- [EXERCISE REQUIREMENTS] Please transcribe the line with "texture above? Mark it with a dot." and the lines after it through the end of the listing below, keeping both ends and nothing more.

-- DATASET RECORDS follows --

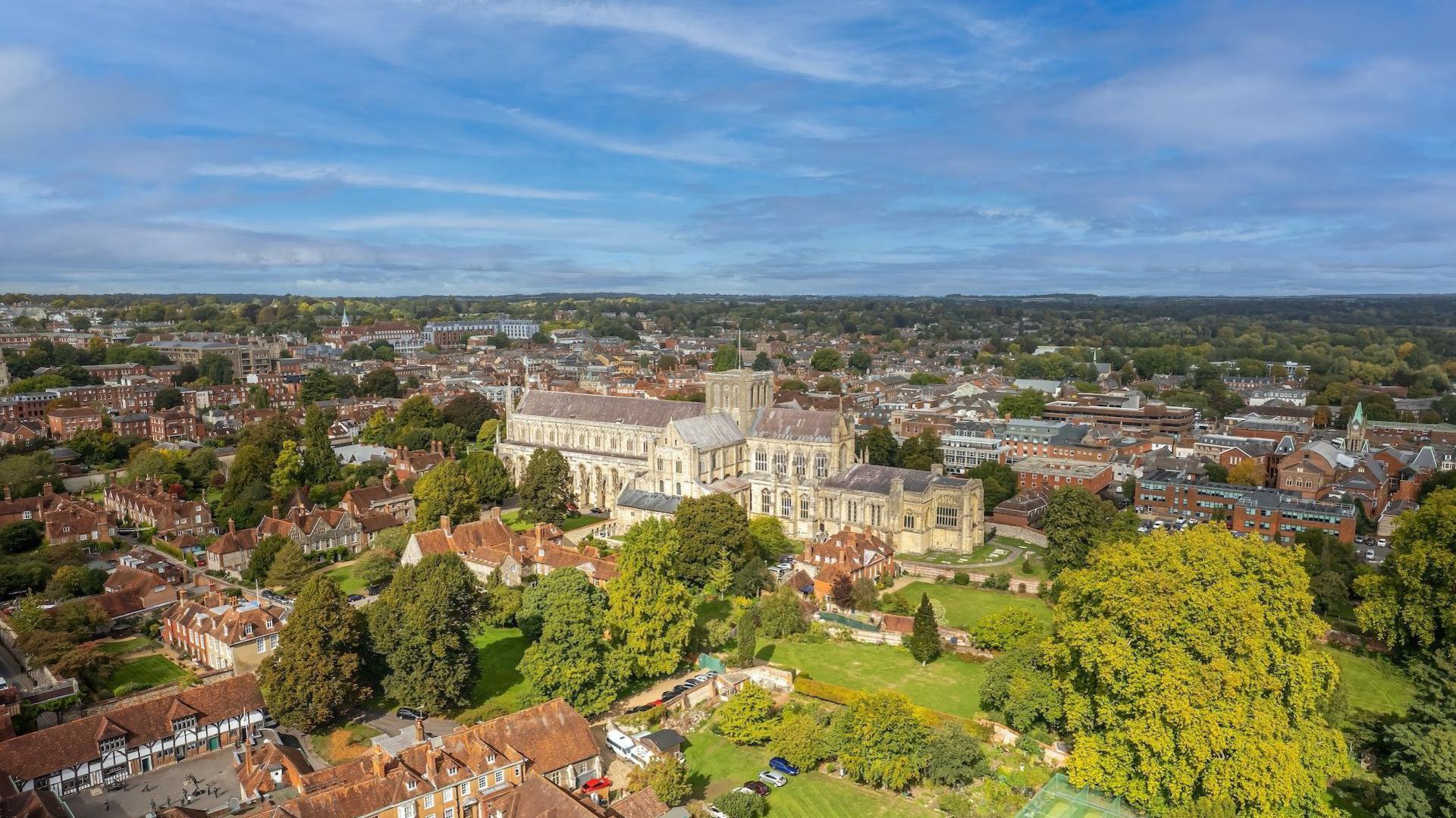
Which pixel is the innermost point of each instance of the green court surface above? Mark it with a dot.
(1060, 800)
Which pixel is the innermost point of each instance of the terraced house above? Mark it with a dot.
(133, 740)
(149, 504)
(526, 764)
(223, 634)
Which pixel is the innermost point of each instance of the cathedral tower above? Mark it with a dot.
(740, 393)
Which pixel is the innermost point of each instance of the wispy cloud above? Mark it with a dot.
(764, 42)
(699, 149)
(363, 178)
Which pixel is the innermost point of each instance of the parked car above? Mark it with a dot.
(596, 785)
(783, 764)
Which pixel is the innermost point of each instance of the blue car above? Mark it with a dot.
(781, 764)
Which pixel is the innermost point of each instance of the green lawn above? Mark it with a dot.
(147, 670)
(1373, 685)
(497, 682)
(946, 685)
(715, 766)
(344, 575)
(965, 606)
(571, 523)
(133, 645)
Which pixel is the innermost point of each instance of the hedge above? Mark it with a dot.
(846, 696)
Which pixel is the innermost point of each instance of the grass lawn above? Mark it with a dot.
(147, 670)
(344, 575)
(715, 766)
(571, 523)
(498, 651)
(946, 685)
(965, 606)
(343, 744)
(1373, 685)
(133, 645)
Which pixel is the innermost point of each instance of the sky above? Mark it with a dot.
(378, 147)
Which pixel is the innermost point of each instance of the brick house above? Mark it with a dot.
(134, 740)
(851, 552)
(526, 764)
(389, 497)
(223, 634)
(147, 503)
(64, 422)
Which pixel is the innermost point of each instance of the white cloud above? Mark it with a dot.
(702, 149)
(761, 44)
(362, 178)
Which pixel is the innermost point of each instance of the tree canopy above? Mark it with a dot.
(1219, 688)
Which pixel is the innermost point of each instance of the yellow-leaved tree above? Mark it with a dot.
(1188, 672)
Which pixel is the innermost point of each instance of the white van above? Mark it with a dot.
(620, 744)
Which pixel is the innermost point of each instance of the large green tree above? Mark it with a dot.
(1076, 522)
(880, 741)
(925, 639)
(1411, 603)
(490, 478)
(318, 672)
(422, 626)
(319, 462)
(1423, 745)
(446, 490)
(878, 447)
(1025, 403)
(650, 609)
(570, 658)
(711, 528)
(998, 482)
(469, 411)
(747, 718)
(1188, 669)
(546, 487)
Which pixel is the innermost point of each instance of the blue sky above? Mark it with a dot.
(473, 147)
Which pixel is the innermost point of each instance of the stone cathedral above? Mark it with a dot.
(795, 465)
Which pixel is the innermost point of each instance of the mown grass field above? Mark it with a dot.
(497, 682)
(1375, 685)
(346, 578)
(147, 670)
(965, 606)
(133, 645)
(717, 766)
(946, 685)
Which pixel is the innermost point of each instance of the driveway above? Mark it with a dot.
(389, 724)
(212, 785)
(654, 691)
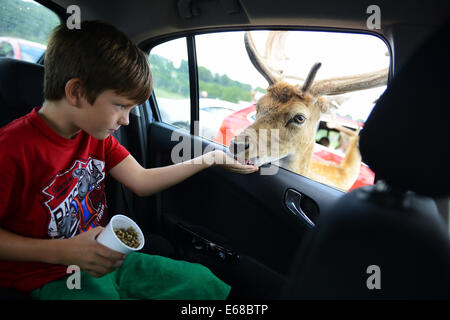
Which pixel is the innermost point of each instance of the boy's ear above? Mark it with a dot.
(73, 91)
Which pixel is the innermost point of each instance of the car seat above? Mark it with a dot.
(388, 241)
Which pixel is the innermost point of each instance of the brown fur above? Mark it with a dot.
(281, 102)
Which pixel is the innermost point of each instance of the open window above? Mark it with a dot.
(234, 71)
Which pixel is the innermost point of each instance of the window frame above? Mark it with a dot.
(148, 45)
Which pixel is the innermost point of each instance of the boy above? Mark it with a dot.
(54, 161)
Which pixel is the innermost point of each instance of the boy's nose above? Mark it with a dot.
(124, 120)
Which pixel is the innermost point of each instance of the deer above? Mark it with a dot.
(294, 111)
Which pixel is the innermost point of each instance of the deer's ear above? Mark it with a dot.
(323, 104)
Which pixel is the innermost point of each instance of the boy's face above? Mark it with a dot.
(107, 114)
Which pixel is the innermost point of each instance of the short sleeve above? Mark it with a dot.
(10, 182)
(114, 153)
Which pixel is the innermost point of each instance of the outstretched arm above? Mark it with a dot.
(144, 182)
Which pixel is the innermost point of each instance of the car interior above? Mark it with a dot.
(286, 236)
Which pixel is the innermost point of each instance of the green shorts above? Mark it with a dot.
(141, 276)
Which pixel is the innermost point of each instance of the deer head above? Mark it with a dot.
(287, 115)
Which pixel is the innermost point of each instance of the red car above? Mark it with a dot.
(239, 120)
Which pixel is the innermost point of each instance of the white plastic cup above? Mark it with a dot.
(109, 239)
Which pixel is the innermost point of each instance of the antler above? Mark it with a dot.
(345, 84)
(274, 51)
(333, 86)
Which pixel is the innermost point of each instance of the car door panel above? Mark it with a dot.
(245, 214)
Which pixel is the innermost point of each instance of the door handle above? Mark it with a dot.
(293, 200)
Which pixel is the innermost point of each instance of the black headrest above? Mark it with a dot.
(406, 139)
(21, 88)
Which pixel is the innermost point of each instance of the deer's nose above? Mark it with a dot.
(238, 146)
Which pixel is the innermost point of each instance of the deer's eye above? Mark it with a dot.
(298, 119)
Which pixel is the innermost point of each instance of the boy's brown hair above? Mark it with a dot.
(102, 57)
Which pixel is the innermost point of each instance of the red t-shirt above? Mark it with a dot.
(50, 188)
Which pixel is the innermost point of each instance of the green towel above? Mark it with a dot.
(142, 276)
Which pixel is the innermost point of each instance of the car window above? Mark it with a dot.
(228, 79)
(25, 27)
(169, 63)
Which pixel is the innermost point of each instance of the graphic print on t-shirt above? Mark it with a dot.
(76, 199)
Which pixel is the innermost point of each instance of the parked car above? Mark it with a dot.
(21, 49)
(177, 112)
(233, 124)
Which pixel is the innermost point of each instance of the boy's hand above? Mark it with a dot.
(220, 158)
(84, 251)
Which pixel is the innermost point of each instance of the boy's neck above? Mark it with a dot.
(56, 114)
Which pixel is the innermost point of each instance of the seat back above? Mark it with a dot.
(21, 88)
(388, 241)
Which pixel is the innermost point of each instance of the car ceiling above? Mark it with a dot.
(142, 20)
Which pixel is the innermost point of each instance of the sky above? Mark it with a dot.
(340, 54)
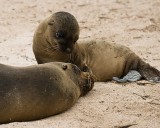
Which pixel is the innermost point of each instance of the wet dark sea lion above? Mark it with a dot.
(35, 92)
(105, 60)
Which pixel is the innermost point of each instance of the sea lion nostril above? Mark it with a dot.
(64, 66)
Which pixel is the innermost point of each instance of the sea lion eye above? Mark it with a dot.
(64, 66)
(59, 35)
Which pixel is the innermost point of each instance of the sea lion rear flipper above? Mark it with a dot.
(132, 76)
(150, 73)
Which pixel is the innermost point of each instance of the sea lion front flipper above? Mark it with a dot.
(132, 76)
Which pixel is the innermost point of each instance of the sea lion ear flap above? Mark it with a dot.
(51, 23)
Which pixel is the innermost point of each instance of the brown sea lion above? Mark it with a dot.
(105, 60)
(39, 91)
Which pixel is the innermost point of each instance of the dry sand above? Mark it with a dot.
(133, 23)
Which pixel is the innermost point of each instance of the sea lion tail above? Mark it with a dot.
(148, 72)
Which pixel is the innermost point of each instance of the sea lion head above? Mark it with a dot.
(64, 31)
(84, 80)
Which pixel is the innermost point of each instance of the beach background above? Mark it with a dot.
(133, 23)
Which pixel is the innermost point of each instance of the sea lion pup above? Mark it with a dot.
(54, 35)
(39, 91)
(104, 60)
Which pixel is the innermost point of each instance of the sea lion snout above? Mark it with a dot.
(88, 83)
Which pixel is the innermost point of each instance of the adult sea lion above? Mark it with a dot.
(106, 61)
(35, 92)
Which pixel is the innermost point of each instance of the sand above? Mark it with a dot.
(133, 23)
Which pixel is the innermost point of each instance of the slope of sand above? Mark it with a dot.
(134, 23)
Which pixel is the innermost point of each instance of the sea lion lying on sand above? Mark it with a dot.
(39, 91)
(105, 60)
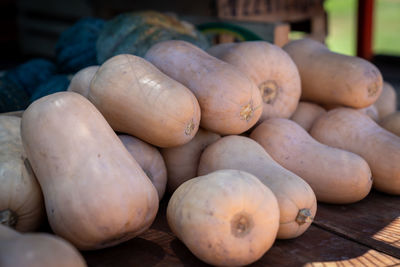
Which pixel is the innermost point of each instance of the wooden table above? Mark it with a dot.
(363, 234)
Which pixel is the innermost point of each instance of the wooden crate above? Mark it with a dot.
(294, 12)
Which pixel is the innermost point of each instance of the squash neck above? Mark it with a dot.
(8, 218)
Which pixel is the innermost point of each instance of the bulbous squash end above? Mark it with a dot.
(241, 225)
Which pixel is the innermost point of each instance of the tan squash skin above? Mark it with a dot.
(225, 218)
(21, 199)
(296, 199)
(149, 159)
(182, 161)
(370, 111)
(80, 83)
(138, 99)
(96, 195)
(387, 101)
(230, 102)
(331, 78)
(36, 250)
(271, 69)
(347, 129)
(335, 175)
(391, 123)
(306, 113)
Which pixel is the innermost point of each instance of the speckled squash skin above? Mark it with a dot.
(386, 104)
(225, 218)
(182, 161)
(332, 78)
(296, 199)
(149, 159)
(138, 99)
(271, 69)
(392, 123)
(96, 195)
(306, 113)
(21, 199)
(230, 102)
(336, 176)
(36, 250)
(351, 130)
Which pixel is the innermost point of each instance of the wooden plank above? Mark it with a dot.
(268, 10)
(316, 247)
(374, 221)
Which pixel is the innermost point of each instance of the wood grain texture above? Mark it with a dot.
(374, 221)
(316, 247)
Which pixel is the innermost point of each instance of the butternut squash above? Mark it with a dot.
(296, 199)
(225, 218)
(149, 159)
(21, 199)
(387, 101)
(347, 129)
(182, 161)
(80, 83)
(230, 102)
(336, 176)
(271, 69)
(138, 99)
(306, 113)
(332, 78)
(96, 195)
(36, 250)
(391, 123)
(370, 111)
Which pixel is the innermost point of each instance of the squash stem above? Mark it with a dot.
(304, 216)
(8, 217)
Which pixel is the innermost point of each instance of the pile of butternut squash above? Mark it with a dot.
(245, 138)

-- DATASET RECORDS concluded --

- [TASK RESULT]
Which pixel is the innermost point of each instance of the wood grain texture above? Mark it with a dot.
(374, 221)
(316, 247)
Which pixel is the innermost point of each instance of the butternut squash above? Mark it with a dot.
(296, 199)
(225, 218)
(149, 159)
(21, 199)
(387, 101)
(347, 129)
(182, 161)
(80, 83)
(230, 102)
(336, 176)
(271, 69)
(138, 99)
(306, 113)
(332, 78)
(96, 195)
(36, 250)
(391, 123)
(370, 111)
Which pixel is the innermost point of each instance of the squash stem above? Mark it with a dot.
(304, 216)
(8, 217)
Which pixel is the innermost point of each instance of the pile of butternut squash above? Mark it with a dot.
(245, 138)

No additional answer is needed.